=== Assigned task ===
Which lines below hold the word "query"? Report each one.

=== Given records ===
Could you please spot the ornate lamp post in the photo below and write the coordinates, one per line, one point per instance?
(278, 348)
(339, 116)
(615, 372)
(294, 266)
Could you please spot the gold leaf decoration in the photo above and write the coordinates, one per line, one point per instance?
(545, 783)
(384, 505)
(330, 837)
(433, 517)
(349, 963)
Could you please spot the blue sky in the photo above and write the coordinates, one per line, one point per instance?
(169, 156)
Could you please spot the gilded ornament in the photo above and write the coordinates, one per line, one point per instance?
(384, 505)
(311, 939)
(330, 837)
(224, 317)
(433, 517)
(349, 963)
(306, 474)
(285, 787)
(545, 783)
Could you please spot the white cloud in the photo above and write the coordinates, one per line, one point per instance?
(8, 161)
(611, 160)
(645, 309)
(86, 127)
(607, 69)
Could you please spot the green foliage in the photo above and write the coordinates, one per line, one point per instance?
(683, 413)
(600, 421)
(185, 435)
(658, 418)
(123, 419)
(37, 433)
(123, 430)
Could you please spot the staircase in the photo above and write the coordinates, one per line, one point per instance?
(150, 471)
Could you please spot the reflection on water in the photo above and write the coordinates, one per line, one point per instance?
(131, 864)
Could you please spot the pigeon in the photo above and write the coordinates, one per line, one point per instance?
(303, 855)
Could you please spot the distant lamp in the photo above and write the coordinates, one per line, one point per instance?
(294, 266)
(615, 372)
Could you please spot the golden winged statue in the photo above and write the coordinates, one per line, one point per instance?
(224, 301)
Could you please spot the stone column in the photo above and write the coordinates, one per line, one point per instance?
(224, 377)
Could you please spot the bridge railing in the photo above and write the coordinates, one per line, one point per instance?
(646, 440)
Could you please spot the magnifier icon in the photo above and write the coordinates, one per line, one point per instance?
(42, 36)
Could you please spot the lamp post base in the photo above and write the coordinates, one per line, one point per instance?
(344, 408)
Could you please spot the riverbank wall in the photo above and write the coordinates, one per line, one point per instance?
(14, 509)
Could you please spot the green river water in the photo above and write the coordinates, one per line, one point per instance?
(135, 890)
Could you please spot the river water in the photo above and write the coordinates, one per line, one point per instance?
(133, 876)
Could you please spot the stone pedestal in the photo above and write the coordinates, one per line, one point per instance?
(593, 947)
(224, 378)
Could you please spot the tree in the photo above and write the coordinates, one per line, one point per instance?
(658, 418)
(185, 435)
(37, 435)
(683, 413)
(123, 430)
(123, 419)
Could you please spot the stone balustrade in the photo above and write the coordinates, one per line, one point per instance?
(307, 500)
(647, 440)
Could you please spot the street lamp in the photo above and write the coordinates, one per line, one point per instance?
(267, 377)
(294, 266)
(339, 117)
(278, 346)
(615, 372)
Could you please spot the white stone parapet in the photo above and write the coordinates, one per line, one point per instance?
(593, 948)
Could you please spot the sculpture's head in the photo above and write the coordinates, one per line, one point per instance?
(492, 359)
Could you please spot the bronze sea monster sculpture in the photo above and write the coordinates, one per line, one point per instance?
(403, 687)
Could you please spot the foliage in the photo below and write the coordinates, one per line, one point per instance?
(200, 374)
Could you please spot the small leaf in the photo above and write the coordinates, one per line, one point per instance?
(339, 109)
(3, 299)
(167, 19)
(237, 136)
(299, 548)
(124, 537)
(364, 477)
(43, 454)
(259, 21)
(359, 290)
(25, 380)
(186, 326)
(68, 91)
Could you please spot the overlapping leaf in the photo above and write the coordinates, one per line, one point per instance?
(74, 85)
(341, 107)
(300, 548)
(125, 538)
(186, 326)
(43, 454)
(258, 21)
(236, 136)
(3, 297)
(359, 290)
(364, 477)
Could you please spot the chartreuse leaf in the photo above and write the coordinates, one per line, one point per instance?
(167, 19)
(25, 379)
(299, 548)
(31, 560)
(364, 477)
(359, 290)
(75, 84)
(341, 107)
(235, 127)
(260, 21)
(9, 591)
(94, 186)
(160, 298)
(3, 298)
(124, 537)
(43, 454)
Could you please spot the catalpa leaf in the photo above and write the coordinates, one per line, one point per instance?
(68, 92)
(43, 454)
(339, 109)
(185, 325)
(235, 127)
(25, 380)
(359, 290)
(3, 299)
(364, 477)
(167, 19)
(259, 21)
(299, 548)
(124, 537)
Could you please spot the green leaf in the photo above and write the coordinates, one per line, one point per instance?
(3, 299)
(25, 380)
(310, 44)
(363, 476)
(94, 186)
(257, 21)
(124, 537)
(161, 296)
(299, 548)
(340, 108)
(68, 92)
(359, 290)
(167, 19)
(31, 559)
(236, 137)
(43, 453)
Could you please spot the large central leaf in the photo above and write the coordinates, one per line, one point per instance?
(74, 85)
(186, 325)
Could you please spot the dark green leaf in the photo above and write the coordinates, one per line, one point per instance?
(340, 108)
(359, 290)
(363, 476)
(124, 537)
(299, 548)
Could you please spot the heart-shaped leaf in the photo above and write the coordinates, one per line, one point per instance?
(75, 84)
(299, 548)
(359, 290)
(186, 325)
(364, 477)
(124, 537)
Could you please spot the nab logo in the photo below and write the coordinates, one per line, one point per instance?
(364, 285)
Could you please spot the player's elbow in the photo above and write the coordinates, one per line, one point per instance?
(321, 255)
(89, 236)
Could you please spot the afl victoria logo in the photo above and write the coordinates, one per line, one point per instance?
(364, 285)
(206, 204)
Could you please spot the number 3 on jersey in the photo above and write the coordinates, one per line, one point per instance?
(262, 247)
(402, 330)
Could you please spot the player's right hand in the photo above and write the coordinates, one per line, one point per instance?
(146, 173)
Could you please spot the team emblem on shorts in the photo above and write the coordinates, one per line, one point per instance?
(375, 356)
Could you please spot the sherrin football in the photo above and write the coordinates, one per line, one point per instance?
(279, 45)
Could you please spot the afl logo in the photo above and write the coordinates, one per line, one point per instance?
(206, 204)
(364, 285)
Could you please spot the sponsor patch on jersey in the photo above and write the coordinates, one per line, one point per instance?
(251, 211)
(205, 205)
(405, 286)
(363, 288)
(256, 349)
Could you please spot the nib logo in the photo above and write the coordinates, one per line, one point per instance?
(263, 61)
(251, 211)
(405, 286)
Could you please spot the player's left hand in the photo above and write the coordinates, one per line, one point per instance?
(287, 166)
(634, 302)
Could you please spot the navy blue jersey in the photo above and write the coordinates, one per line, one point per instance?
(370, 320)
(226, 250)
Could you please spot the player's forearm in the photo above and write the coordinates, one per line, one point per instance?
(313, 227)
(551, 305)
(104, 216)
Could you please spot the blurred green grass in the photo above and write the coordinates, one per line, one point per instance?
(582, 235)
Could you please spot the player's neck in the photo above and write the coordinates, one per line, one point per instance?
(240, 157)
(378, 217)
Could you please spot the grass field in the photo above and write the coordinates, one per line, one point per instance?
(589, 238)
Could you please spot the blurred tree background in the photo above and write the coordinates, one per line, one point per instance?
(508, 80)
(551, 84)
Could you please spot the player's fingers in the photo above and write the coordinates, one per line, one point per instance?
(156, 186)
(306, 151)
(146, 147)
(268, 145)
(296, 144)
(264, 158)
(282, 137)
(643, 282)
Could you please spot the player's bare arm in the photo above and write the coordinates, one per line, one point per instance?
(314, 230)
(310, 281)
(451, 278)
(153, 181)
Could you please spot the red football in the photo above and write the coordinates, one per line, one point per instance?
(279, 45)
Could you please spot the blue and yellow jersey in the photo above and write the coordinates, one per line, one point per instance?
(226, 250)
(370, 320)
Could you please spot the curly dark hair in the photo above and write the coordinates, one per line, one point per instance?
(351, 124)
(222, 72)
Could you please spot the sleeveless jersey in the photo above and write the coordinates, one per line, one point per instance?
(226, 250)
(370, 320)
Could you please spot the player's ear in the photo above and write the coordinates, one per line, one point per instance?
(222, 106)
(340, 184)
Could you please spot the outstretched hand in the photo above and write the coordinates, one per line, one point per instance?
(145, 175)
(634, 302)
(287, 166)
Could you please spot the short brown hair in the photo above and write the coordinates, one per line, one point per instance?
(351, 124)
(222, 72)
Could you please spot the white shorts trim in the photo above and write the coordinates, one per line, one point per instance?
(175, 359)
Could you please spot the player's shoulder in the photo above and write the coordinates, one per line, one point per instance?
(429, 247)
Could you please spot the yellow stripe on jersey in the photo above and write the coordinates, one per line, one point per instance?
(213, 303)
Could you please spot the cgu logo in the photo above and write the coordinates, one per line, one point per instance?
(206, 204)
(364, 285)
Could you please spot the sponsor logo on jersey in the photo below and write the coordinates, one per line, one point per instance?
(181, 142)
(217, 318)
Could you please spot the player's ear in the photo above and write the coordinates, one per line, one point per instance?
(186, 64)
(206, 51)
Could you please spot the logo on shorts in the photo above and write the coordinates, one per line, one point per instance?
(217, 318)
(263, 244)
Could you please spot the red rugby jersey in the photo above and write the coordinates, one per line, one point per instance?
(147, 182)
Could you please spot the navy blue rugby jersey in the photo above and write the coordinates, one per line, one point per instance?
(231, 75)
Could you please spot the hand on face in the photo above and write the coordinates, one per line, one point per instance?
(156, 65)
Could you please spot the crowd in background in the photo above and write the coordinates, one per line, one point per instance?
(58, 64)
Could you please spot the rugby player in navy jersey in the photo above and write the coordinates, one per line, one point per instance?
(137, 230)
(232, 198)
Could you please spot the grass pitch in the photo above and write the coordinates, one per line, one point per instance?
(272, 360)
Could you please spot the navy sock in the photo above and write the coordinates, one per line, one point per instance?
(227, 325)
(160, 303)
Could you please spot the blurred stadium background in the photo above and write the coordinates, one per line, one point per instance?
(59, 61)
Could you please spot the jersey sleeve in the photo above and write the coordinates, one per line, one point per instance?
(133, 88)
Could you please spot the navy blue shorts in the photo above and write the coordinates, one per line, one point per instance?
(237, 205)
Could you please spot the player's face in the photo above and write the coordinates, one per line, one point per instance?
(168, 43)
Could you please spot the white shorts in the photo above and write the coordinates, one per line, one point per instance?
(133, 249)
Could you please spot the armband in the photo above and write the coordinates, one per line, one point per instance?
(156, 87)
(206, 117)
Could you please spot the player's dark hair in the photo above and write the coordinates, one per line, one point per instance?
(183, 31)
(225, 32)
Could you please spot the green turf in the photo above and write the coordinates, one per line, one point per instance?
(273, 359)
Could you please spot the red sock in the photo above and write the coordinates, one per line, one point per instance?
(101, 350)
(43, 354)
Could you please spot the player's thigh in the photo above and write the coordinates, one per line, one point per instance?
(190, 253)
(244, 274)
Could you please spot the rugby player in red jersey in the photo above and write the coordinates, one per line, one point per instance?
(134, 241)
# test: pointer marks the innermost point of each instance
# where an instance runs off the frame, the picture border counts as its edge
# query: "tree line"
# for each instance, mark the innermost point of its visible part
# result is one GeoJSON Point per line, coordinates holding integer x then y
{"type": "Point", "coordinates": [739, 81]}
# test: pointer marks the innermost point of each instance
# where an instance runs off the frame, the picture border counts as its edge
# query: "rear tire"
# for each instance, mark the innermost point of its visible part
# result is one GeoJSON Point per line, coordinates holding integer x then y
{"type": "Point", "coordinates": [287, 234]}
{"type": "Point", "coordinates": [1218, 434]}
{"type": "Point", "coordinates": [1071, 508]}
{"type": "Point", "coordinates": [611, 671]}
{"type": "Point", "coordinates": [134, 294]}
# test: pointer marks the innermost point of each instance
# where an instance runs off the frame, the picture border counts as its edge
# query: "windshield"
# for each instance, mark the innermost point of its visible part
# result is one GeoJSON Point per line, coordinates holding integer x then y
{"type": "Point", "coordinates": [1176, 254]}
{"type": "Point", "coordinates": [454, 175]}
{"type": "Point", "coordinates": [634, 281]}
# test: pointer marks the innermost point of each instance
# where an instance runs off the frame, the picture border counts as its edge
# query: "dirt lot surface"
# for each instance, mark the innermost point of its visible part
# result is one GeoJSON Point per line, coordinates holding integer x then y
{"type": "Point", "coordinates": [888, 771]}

=== Reply ===
# query: "tree line"
# query: "rear tire"
# query: "windshield"
# query: "dirt lot surface"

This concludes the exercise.